■ **Goal of the exercise**: Every entry that follows should be reproduced exactly.
# start of Recorded data
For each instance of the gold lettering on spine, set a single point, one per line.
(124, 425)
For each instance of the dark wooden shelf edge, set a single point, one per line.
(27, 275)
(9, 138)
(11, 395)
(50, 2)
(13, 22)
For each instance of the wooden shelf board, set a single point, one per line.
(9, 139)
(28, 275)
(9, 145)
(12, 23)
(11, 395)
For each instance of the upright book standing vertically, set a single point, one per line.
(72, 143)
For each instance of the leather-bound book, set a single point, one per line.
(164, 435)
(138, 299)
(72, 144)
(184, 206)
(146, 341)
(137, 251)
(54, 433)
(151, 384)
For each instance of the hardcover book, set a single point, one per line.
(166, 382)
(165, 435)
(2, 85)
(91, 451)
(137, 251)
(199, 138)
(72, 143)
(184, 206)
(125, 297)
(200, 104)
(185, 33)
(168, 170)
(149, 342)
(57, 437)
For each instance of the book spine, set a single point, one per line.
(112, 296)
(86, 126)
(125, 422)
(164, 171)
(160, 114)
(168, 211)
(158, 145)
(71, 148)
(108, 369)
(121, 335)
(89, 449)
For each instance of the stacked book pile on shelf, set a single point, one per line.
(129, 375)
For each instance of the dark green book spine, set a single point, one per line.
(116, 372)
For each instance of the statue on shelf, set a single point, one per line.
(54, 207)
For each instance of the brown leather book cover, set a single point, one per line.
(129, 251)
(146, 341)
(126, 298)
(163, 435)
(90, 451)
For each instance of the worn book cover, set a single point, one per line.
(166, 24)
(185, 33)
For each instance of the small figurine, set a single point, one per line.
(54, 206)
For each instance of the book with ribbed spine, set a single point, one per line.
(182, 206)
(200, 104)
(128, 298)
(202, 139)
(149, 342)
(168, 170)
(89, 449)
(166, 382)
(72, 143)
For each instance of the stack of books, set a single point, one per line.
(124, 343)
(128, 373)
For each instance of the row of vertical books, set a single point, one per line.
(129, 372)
# end of Recorded data
■ **Written reply**:
For each instance of the gold lettering on spine, set a single point, one per line.
(124, 425)
For each instance of the dark wooden shelf edge, set a single point, one per line.
(27, 275)
(9, 138)
(11, 395)
(50, 2)
(13, 22)
For each instance of the wooden shelf board, set a single point, one per line.
(9, 139)
(28, 275)
(9, 145)
(12, 23)
(11, 395)
For each instance of the upright book standing vertically, set a single point, one per line.
(72, 143)
For each instance of the leather-bound book, set a single point, one per line.
(164, 435)
(138, 299)
(72, 144)
(184, 206)
(146, 341)
(137, 251)
(54, 433)
(151, 384)
For each instance of the hardcover book, set a single point, one per line.
(166, 382)
(165, 435)
(2, 85)
(91, 451)
(137, 251)
(199, 138)
(72, 143)
(184, 206)
(125, 297)
(200, 104)
(185, 33)
(168, 170)
(149, 342)
(57, 437)
For each instance of the book spine, set a single point, one per line.
(112, 296)
(86, 126)
(125, 422)
(164, 171)
(160, 114)
(168, 211)
(158, 145)
(71, 148)
(108, 369)
(121, 335)
(89, 449)
For each instance of the stacked book pile on shelf, set a single point, one per line.
(129, 375)
For each instance of the dark green book spine, set a single point, one per line.
(116, 372)
For each instance of the statue on shelf, set a single point, one per line.
(54, 207)
For each instance of the brown leather book cover, set a single point, one per line.
(129, 251)
(146, 341)
(126, 298)
(163, 435)
(90, 451)
For each instance of the worn book cover, set a single point, one per line.
(166, 24)
(185, 33)
For each instance of the small figurine, set a single point, one per line.
(54, 206)
For each instance of the book with ribbed spine, set a single point, one per line.
(182, 206)
(200, 104)
(128, 298)
(202, 139)
(149, 342)
(168, 170)
(89, 449)
(166, 382)
(72, 143)
For each instance of the stack of books, set a single point, one per line.
(124, 343)
(128, 373)
For each instance of the row of vertical books, set a single point, one per line.
(129, 372)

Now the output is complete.